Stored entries

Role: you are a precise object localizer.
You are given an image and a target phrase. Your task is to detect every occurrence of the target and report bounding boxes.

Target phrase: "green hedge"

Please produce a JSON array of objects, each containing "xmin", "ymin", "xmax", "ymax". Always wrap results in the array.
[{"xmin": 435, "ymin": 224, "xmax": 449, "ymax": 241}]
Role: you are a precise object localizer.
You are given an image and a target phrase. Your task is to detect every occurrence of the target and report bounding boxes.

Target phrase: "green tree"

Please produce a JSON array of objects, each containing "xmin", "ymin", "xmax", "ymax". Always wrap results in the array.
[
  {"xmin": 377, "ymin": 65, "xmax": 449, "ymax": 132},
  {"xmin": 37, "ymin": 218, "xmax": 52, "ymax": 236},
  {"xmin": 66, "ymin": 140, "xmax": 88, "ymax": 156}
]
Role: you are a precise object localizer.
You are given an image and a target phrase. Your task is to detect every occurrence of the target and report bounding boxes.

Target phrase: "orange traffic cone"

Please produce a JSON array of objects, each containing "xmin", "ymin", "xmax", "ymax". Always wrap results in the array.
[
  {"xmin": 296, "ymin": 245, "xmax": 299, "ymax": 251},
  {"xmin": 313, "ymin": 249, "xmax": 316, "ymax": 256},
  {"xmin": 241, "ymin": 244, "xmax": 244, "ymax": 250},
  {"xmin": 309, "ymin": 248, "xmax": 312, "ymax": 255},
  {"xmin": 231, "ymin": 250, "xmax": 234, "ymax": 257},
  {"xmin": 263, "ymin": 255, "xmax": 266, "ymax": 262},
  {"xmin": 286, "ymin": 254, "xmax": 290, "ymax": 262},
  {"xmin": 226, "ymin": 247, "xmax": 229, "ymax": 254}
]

--- ASSIGNMENT ---
May I have all of the records repeated exactly?

--- PROBLEM SOLUTION ---
Role: you are a precise object localizer.
You are given an image and a target phrase. Your task is to detect every occurrence of the target and report bounding boxes.

Target phrase: "green hedge"

Please produce a JSON array of objects, each containing "xmin", "ymin", "xmax", "ymax". Always wrap results in the array.
[{"xmin": 435, "ymin": 224, "xmax": 449, "ymax": 241}]
Role: you are a precise object localizer.
You are given an image and a target phrase. Your task is to detect every occurrence of the target and report bounding boxes.

Target phrase: "green tree"

Please produce a JSON array of objects, each containing "xmin", "ymin", "xmax", "ymax". Always wrap results in the array.
[
  {"xmin": 377, "ymin": 65, "xmax": 449, "ymax": 132},
  {"xmin": 37, "ymin": 218, "xmax": 52, "ymax": 236},
  {"xmin": 66, "ymin": 140, "xmax": 88, "ymax": 156}
]
Role: you are a precise object localizer.
You are given an image and a target phrase. Your task is to detect every occurrence of the target and report bounding boxes.

Target phrase: "orange traffic cone"

Please produce a JSON array of objects, each containing "xmin", "ymin", "xmax", "ymax". Always wrap results in the array.
[
  {"xmin": 296, "ymin": 245, "xmax": 299, "ymax": 251},
  {"xmin": 313, "ymin": 249, "xmax": 316, "ymax": 256},
  {"xmin": 241, "ymin": 244, "xmax": 244, "ymax": 250},
  {"xmin": 309, "ymin": 248, "xmax": 312, "ymax": 255},
  {"xmin": 231, "ymin": 250, "xmax": 234, "ymax": 257},
  {"xmin": 263, "ymin": 255, "xmax": 266, "ymax": 262},
  {"xmin": 286, "ymin": 254, "xmax": 290, "ymax": 262},
  {"xmin": 226, "ymin": 247, "xmax": 229, "ymax": 254}
]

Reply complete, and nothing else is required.